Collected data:
-=-=-
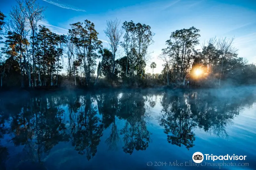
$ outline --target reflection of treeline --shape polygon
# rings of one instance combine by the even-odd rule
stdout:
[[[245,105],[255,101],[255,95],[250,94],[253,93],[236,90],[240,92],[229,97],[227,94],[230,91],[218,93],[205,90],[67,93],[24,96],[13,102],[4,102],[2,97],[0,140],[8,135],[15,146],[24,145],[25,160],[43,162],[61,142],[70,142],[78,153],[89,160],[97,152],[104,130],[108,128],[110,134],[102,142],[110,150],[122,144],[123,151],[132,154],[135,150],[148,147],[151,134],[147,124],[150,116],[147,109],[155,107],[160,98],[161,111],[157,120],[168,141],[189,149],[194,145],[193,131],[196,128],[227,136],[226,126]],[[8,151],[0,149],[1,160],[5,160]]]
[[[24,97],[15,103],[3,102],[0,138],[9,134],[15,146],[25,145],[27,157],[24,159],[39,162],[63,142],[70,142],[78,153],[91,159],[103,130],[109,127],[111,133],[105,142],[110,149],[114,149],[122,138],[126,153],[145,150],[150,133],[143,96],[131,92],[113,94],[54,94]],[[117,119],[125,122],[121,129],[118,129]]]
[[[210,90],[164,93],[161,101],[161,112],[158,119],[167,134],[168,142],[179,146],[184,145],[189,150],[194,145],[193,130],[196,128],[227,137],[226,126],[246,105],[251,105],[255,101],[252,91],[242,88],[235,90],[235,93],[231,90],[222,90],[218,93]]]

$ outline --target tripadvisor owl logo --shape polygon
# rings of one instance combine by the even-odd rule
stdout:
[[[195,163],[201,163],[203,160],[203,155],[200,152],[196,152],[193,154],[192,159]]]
-=-=-
What to work on: Copy the entries above line for line without changing anything, and leave out the pictures.

Written reply:
$ outline --target reflection of treeline --shape polygon
# rings of one instance combine by the even-odd rule
stdout:
[[[245,105],[255,101],[255,95],[250,94],[253,93],[236,90],[240,92],[229,97],[227,94],[230,91],[218,93],[205,90],[67,93],[24,96],[13,102],[4,102],[2,97],[0,140],[8,135],[15,146],[24,145],[25,160],[43,162],[61,142],[70,142],[78,153],[89,160],[97,152],[104,130],[108,128],[110,134],[102,142],[110,150],[122,144],[123,151],[132,154],[135,150],[148,147],[151,134],[147,124],[150,116],[147,109],[155,107],[160,98],[161,111],[157,120],[168,141],[189,149],[194,145],[193,131],[196,128],[227,136],[226,126]],[[8,151],[0,149],[1,160],[5,160]]]
[[[24,97],[15,103],[3,102],[0,138],[9,134],[15,146],[25,145],[27,157],[24,159],[39,162],[63,142],[70,142],[78,153],[91,159],[103,130],[109,127],[111,133],[105,142],[110,149],[114,149],[122,138],[126,153],[145,150],[150,133],[143,96],[131,92],[113,94],[54,94]],[[117,119],[125,122],[121,129],[118,129]]]
[[[210,90],[164,93],[161,101],[161,112],[158,119],[167,134],[168,142],[179,146],[184,145],[189,150],[194,145],[193,130],[196,128],[227,137],[226,126],[246,105],[251,105],[255,101],[252,91],[242,88],[235,90],[235,93],[231,90],[222,90],[218,93]]]

$ outline --target tripadvisor owl logo --shape polygon
# rings of one instance combine by the even-odd rule
stdout:
[[[195,163],[201,163],[203,160],[203,155],[200,152],[196,152],[193,154],[192,159]]]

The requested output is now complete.